Extrait choisi:
>>>>

Lorſque le ſanguinaire Sylla pleuroit au ſpectacle, ce n’étoit pas le moment auquel il dictoit ſes proſcriptions, je crois au contraire qu’il ſeroit facile de conclure de la ſenſibilité qu’il montroit que ſi la fréquentation du Théatre eut fait partie de ſon éducation, que s’il eut appris à réflechir comme on le peut faire dans un bon nombre de nos excellentes Tragédies ſur les dangers de l’ambition, s’il eut vû ſouvent le tableau des perils auxquels un Tyran, un Uſurpateur, un Traître ſont expoſés, ſa ſenſibilité naturelle eut triomphé dans ſon cœur de ſes diſpoſitions à la Tyrannie. Qui vous aſſurera M. que ſon abdication de l’autorité ſuprême ne fut pas une ſuitte des impreſſions qu’il avoit reçues au ſpectacle : pourquoi vouloir en attribuer tout l’honneur à la politique plutôt qu’à ſes remords, remords excités en lui par un tableau frappant de la miſere d’autrui.

<<<<

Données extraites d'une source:
>>>>

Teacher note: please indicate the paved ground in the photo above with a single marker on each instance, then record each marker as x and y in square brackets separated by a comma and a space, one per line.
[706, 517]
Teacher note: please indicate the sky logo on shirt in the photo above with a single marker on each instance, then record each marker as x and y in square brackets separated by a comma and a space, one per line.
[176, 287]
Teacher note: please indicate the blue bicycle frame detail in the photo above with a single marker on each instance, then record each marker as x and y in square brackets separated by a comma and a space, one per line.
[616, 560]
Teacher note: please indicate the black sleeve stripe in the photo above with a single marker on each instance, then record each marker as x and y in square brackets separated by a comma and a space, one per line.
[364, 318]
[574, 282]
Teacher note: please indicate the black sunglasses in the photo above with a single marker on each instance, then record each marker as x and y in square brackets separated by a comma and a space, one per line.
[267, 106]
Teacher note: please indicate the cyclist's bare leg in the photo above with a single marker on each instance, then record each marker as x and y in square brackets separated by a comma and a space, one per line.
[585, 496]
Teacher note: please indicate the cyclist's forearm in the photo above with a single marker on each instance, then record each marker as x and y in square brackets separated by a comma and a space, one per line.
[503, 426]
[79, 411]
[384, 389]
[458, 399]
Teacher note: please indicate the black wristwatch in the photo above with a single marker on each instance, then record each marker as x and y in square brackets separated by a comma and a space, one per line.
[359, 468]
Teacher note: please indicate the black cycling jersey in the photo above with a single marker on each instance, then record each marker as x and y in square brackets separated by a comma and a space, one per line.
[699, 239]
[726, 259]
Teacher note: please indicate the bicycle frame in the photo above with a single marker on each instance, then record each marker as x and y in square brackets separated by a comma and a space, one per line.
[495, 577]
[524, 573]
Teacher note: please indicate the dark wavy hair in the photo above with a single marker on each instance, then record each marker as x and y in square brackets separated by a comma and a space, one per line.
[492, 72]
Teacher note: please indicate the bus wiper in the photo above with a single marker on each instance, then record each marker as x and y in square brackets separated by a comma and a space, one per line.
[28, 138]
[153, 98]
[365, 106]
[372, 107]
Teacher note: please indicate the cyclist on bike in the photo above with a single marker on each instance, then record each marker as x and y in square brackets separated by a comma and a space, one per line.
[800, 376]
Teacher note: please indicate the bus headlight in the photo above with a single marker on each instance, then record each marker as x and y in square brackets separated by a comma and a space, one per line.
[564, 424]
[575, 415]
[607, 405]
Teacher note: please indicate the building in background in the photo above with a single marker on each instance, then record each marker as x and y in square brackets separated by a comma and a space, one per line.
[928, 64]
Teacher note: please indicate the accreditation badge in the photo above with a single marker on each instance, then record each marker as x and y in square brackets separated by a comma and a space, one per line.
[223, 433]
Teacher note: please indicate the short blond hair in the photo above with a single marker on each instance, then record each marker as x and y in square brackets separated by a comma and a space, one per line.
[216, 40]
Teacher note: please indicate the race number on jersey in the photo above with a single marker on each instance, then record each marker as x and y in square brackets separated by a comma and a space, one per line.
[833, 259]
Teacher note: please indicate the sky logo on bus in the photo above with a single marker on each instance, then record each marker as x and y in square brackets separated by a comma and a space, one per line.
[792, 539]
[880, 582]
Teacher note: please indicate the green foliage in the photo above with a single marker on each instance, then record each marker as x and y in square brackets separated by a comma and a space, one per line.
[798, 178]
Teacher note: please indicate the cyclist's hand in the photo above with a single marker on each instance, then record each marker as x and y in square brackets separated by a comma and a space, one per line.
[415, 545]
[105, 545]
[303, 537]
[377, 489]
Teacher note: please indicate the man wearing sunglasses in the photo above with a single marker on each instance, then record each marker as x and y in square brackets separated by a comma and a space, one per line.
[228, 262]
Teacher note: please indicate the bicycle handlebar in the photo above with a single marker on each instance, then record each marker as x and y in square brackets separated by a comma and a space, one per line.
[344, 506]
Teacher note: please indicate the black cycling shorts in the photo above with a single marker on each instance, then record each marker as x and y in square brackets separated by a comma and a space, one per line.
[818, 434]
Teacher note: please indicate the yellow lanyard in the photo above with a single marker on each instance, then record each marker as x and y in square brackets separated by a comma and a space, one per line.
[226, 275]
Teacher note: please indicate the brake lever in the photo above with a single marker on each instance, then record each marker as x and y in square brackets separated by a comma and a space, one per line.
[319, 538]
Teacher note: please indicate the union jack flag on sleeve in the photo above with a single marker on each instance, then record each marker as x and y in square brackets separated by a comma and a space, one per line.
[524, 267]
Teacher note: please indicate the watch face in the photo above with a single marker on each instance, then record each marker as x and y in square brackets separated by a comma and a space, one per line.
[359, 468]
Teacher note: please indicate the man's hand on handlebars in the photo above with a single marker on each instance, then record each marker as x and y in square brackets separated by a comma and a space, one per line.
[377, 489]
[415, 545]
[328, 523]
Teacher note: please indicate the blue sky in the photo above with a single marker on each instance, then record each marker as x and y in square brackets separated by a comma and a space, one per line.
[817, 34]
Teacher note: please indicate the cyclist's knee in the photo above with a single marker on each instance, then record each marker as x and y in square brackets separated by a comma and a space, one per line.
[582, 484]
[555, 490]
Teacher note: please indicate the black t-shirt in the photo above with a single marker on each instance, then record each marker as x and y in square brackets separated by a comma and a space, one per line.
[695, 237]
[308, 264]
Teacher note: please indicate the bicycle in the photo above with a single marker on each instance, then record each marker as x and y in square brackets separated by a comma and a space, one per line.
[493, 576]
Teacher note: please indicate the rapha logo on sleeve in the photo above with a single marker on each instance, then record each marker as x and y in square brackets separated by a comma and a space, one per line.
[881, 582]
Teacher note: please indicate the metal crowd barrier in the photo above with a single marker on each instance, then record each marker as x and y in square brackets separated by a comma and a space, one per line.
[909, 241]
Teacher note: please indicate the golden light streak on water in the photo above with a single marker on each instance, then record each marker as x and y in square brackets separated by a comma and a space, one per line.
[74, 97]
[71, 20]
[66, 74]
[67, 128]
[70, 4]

<<<<

Consignes:
a) Reproduisez tout le passage de l'extrait sur Sylla, depuis « Lorſque le ſanguinaire » jusqu'à « la miſere d’autrui. ».
b) D'après l'extrait sur Sylla, pourquoi l'auteur pense-t-il que la fréquentation du théâtre aurait pu détourner Sylla de la tyrannie ? Répondez en une à trois phrases.
c) Résumez l'extrait sur Sylla en deux phrases.

Corrigé:
a)
Lorſque le ſanguinaire Sylla pleuroit au ſpectacle, ce n’étoit pas le moment auquel il dictoit ſes proſcriptions, je crois au contraire qu’il ſeroit facile de conclure de la ſenſibilité qu’il montroit que ſi la fréquentation du Théatre eut fait partie de ſon éducation, que s’il eut appris à réflechir comme on le peut faire dans un bon nombre de nos excellentes Tragédies ſur les dangers de l’ambition, s’il eut vû ſouvent le tableau des perils auxquels un Tyran, un Uſurpateur, un Traître ſont expoſés, ſa ſenſibilité naturelle eut triomphé dans ſon cœur de ſes diſpoſitions à la Tyrannie. Qui vous aſſurera M. que ſon abdication de l’autorité ſuprême ne fut pas une ſuitte des impreſſions qu’il avoit reçues au ſpectacle : pourquoi vouloir en attribuer tout l’honneur à la politique plutôt qu’à ſes remords, remords excités en lui par un tableau frappant de la miſere d’autrui.

b) Sylla pleurait au spectacle, ce qui révélait chez lui une sensibilité naturelle. Si le théâtre avait fait partie de son éducation et lui avait souvent montré les dangers de l'ambition et les périls qui menacent un tyran, cette sensibilité aurait, selon l'auteur, triomphé dans son cœur de ses dispositions à la tyrannie.

c) L'auteur soutient que la sensibilité de Sylla, qui pleurait au spectacle, laisse penser qu'une éducation par le théâtre, notamment par des tragédies sur les dangers de l'ambition, aurait fait triompher cette sensibilité de ses dispositions à la tyrannie. Il suggère aussi que son abdication de l'autorité suprême pourrait être due aux remords éveillés au spectacle plutôt qu'à la seule politique.